[YOUR GOAL]: Filter the entries below and copy every line that contains the string "Target".

[INFORMATION SUPPLIED]:
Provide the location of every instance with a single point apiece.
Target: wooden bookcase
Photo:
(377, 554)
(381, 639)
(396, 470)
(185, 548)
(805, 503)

...

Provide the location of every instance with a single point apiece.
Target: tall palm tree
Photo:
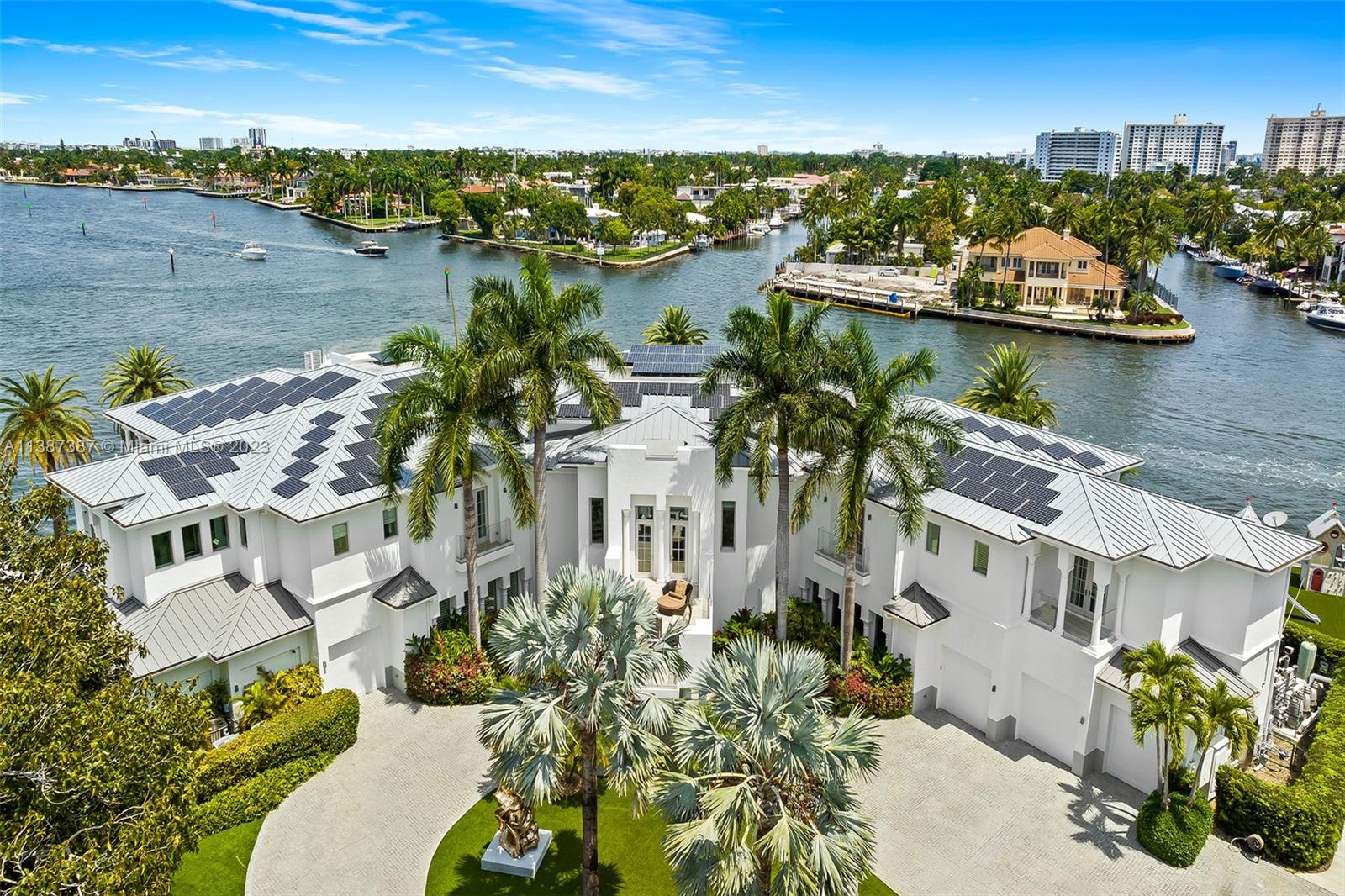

--

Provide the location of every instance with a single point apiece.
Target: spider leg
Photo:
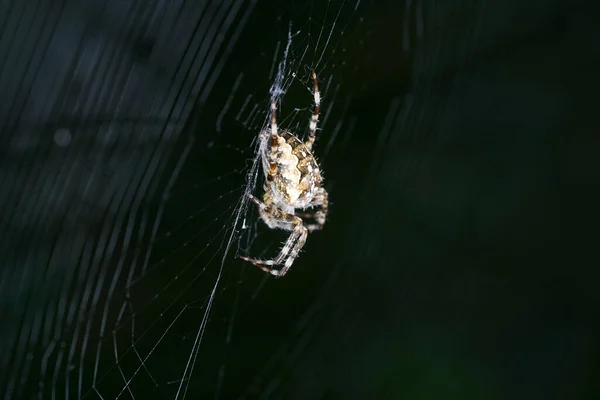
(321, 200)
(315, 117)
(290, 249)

[RESPONSE TO THE TASK]:
Target: wooden bookcase
Target: tall palm tree
Target: spider leg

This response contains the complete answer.